THE PROBLEM: Output each entry below as it stands, leaving out every picture.

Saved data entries
::::::

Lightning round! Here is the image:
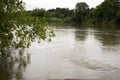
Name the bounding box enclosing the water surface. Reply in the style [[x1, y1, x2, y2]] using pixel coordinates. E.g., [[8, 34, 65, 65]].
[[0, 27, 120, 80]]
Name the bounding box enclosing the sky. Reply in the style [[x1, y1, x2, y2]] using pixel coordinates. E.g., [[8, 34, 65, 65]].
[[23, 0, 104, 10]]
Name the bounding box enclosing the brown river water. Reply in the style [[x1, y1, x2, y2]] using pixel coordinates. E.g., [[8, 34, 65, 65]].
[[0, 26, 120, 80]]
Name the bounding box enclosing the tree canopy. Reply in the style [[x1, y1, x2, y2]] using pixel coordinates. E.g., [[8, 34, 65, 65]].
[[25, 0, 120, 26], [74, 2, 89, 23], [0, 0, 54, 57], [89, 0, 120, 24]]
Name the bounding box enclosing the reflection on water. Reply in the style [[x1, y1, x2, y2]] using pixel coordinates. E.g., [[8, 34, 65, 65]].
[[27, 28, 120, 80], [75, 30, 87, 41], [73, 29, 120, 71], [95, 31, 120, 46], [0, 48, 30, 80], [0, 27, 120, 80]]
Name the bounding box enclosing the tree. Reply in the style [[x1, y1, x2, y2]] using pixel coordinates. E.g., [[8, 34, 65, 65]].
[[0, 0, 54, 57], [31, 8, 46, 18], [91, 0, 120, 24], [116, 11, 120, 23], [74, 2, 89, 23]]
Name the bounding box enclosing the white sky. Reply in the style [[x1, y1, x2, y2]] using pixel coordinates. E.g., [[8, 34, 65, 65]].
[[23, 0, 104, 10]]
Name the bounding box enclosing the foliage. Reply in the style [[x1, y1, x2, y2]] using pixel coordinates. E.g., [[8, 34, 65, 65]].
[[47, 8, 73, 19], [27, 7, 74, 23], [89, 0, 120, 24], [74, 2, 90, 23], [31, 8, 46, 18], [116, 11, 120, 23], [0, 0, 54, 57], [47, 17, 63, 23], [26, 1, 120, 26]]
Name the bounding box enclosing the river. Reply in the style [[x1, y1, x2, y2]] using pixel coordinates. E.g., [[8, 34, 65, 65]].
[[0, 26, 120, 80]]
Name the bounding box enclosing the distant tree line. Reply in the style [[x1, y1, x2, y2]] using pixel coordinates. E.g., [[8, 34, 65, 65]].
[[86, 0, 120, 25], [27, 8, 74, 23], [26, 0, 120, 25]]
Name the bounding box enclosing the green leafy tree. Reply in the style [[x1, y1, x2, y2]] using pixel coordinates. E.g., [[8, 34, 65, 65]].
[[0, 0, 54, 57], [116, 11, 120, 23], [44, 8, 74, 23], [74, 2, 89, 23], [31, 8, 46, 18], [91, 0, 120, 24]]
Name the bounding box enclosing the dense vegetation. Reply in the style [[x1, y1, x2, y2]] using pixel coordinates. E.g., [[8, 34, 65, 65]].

::::::

ANSWER AREA:
Lightning round! Here is the image:
Name the bounding box enclosing the water surface. Reply in the style [[x1, y1, x2, y2]] using pixel coordinates. E.g., [[8, 34, 65, 65]].
[[0, 27, 120, 80]]
Name the bounding box enclosing the sky. Reply in the style [[x1, y1, x2, y2]] using pixel coordinates. E.g., [[8, 34, 65, 65]].
[[23, 0, 104, 10]]
Name the bounding box enclosing the brown river water. Reply in the style [[x1, y1, x2, y2]] using pixel coordinates. E.g., [[8, 34, 65, 65]].
[[0, 26, 120, 80]]
Name the bounding box enclosing the tree canopy. Reply in the style [[x1, y1, x2, y2]] using pixel coordinates. E.g., [[8, 34, 65, 65]].
[[25, 0, 120, 26], [74, 2, 89, 23], [0, 0, 54, 57], [89, 0, 120, 24]]
Name the bounding box enclosing the reflection on water. Reply in the style [[x1, y1, x2, y2]] using pixel coordinates. E.g., [[8, 34, 65, 65]].
[[27, 28, 120, 80], [75, 30, 87, 41], [73, 29, 120, 71], [95, 31, 120, 46], [0, 48, 30, 80], [0, 27, 120, 80]]
Name the bounding box enclosing the tree. Reply in the style [[x1, y1, x2, y2]] using pixel coordinates. E.g., [[8, 34, 65, 65]].
[[0, 0, 54, 57], [31, 8, 46, 18], [91, 0, 120, 24], [116, 11, 120, 23], [74, 2, 89, 23]]
Name the bounding box enclosing the white sky. Reply in the style [[x1, y1, x2, y2]] using pixel coordinates. E.g., [[8, 34, 65, 65]].
[[23, 0, 104, 10]]
Name the bounding box enclosing the foliage. Reply in the style [[x1, y1, x2, y2]] using pixel coordinates. E.g., [[8, 34, 65, 65]].
[[47, 8, 73, 19], [27, 7, 74, 23], [89, 0, 120, 24], [74, 2, 90, 23], [31, 8, 46, 18], [116, 11, 120, 23], [0, 0, 54, 57], [47, 17, 63, 23], [26, 1, 120, 26]]
Name the bounding box enclosing the river. Reply in the style [[x1, y1, x2, y2]] using pixel coordinates. E.g., [[8, 34, 65, 65]].
[[0, 26, 120, 80]]
Name the bounding box enclosing the distant tree line. Reply in the style [[x1, y1, x2, y2]] using pixel coordinates. E.g., [[8, 34, 65, 65]].
[[86, 0, 120, 25], [27, 8, 74, 23], [26, 0, 120, 25]]
Name the bounding box enclosing the green leafy tree. Reply in the style [[x1, y1, x2, y2]] using pixel coordinates. E.g., [[8, 34, 65, 65]].
[[0, 0, 54, 57], [116, 11, 120, 23], [44, 8, 74, 23], [74, 2, 89, 23], [31, 8, 46, 18], [91, 0, 120, 24]]
Name the bounding box enclosing the dense vegetation. Reply in the style [[x1, y1, x2, y2]] using pixel coordinates. E.g., [[8, 34, 65, 65]].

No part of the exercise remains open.